President George Bush's call for a balanced budget and earmark
reform is a welcome commitment to fiscal restraint in Washington.
It echoes recent commitments from leaders in Congress to tackle the
long-term budget problem. If these promises actually lead to
serious spending control and a reordering of federal spending
priorities, it will be good for the economy and for American
families. The key is reforming the big entitlement programs, not
raising taxes to reduce the deficit or to finance new and unwise
spending programs.
If budget proposals, such as the President will soon release,
are to lead to real economic benefits for Americans, there must be
clarity about the proper strategic goals. That means recognizing
the true fiscal threat. And President Bush can and should take some
immediate actions in line with his proposal to increase the
pressure on Congress to recognize the proper goals.

# Problem requirements
Replace "deficit" with "shortfall" in the budget commentary, and write out its text from "It echoes recent" to "the proper goals.". The records can be left aside for this work.

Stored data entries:
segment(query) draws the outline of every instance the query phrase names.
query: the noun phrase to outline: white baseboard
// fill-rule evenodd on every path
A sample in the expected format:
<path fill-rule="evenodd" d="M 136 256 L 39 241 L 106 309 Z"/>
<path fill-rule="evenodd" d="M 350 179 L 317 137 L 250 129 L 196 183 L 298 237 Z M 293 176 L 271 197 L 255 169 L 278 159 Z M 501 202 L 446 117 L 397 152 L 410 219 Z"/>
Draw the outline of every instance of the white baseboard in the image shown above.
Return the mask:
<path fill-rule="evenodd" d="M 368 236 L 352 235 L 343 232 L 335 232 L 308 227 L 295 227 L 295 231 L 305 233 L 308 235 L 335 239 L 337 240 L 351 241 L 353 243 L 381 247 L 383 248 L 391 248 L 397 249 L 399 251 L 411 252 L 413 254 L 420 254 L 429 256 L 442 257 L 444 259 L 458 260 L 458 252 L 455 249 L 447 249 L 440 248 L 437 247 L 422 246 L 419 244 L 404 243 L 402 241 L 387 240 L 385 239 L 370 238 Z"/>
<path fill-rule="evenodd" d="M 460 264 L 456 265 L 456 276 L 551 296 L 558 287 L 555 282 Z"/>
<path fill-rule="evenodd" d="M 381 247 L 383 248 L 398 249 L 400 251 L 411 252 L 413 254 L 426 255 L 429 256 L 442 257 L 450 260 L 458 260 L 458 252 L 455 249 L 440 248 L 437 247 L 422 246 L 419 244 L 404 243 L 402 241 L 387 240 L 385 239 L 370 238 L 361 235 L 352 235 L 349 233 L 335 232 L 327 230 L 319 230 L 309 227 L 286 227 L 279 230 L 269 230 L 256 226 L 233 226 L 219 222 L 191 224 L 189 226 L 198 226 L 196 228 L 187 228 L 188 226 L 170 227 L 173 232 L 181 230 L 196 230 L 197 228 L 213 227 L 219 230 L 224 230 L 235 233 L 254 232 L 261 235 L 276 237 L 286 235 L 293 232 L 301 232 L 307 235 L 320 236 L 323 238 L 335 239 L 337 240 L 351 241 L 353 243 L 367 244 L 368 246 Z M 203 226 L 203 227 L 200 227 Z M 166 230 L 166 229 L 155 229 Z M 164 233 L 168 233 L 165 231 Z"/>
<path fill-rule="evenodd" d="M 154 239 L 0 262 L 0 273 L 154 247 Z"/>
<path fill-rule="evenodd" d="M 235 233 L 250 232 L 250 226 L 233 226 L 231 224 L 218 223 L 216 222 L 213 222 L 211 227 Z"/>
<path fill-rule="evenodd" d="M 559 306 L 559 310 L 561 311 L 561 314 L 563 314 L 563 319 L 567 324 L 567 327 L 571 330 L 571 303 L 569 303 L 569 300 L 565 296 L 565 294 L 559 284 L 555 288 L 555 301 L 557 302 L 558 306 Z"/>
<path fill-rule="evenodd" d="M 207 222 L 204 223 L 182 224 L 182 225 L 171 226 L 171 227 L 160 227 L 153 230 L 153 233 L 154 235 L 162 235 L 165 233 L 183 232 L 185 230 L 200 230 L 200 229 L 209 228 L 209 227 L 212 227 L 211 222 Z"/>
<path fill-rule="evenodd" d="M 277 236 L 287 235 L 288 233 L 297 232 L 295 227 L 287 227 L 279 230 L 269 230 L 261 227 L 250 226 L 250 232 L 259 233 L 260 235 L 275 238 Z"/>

# Solution to this exercise
It echoes recent commitments from leaders in Congress to tackle the
long-term budget problem. If these promises actually lead to
serious spending control and a reordering of federal spending
priorities, it will be good for the economy and for American
families. The key is reforming the big entitlement programs, not
raising taxes to reduce the shortfall or to finance new and unwise
spending programs.
If budget proposals, such as the President will soon release,
are to lead to real economic benefits for Americans, there must be
clarity about the proper strategic goals. That means recognizing
the true fiscal threat. And President Bush can and should take some
immediate actions in line with his proposal to increase the
pressure on Congress to recognize the proper goals.